Study text:
Prolactin Deficiency



In the vast majority of prolactin deficiency states, the deficiency occurs secondary to general anterior pituitary dysfunction. The most commonly associated condition is postpartum pituitary necrosis (Sheehan syndrome); however, prolactin deficiency can also be caused by anterior pituitary impairment secondary to pituitary (or extrapituitary) tumor or treatment of tumor, parasellar diseases, head injury, infection (eg, tuberculosis, histoplasmosis), or infiltrative diseases (eg, sarcoidosis, hemochromatosis, lymphocytic hypophysitis).[1, 2, 3]

Partial isolated prolactin deficiency is rare, and case reports of total isolated prolactin deficiency are rarer still and may have a genetic component (ie, familial puerperal alactogenesis).[4, 5, 6] Although the endocrine and metabolic function of prolactin is not fully understood, the clinical manifestation of prolactin deficiency is probably limited to puerperal alactogenesis.[4]


Prolactin deficiency is characterized by the inability of pituitary lactotrophs to secrete prolactin and by the resulting lack of puerperal lactogenesis. Other pathophysiologic mechanisms have not been fully established. Prolactin is principally regulated by tonic inhibition rather than by intermittent stimulation. Its principal inhibitory regulator is dopamine. Prolactin enhances dopamine secretion and thus exhibits feedback inhibition of its own secretion. The only other known physiologic inhibitors include triiodothyronine (T3) and somatostatin.[7]

Menstrual disorders, delayed puberty, infertility, and subfertility have been associated with hypoprolactinemia, through mechanisms that are not entirely clear. Prolactin concentration in follicular fluid during in vitro fertilization (IVF) correlates with the oocyte maturation level and fertilization rate. Further, in a randomized human trial, bromocriptine-induced hypoprolactinemia during IVF resulted in decreased fertilization and cleavage rate compared with a hyperprolactinemic cycle group. A partial prolactin deficiency may result in inadequate lactation. Further, a possibility exists that male factor infertility may be associated with hypoprolactinemia. Serum prolactin levels that were suppressed by bromocriptine resulted in decreased spermatogenesis and decreased testosterone production in healthy male volunteers.[8]

Some data support the idea that prolactin is also an immunoregulating hormone. Prolactin receptors have been found on human T lymphocytes and B lymphocytes, and some data support T-lymphocyte dependence on prolactin for maintenance of immune competence.[9] In research using a mouse model, inhibition of prolactin release impaired lymphocyte function and depressed macrophage activation.[10] Further, the study's mice had a decreased tolerance for bacterial exposure; this reduced tolerance was manifested by death from a normally nonlethal dose of bacteria.

Part of the immunosuppressive effects of cyclosporine may be mediated through a competitive antagonistic action at the prolactin receptor site. Further evidence is found in the observation of the immunosuppressant effects of bromocriptine, which has been shown to be an effective adjuvant (immunosuppressant) in patients after transplantation and in patients with autoimmune disease.[11, 12]

Because prolactin release is inversely related to dopamine levels in the anterior pituitary, critically ill patients on prolonged dopamine infusion have resultant prolactin deficiency. It has been hypothesized that this causes impairment of the T-lymphocyte proliferation response; this impairment occurs in patients in intensive care units (ICUs) and may be an important cause of infection susceptibility in this group. However, no data support the hypothesis that lack of prolactin in otherwise healthy patients results in immunodeficiency.

(Data taken from a collection)
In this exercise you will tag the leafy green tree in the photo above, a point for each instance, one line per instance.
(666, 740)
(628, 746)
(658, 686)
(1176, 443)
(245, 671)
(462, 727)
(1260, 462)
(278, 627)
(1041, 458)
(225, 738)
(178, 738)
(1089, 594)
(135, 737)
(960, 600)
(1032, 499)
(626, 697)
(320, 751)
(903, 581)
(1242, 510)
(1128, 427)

What to work on:
a: Write out the passage of the prolactin deficiency text starting with "Because prolactin release" and going on through "results in immunodeficiency.".
b: Rewrite as a short list the paragraph of the prolactin deficiency text that begins "Menstrual disorders, delayed puberty," keeping its main facts.

Solved tasks:
a:
Because prolactin release is inversely related to dopamine levels in the anterior pituitary, critically ill patients on prolonged dopamine infusion have resultant prolactin deficiency. It has been hypothesized that this causes impairment of the T-lymphocyte proliferation response; this impairment occurs in patients in intensive care units (ICUs) and may be an important cause of infection susceptibility in this group. However, no data support the hypothesis that lack of prolactin in otherwise healthy patients results in immunodeficiency.

b:
- Hypoprolactinemia has been associated with menstrual disorders, delayed puberty, infertility, and subfertility, through mechanisms that are not entirely clear.
- During in vitro fertilization (IVF), prolactin concentration in follicular fluid correlates with oocyte maturation level and fertilization rate.
- In a randomized human trial, bromocriptine-induced hypoprolactinemia during IVF led to lower fertilization and cleavage rates than in a hyperprolactinemic cycle group.
- A partial prolactin deficiency may result in inadequate lactation.
- Male factor infertility may be associated with hypoprolactinemia. In healthy male volunteers, serum prolactin suppressed by bromocriptine led to decreased spermatogenesis and testosterone production.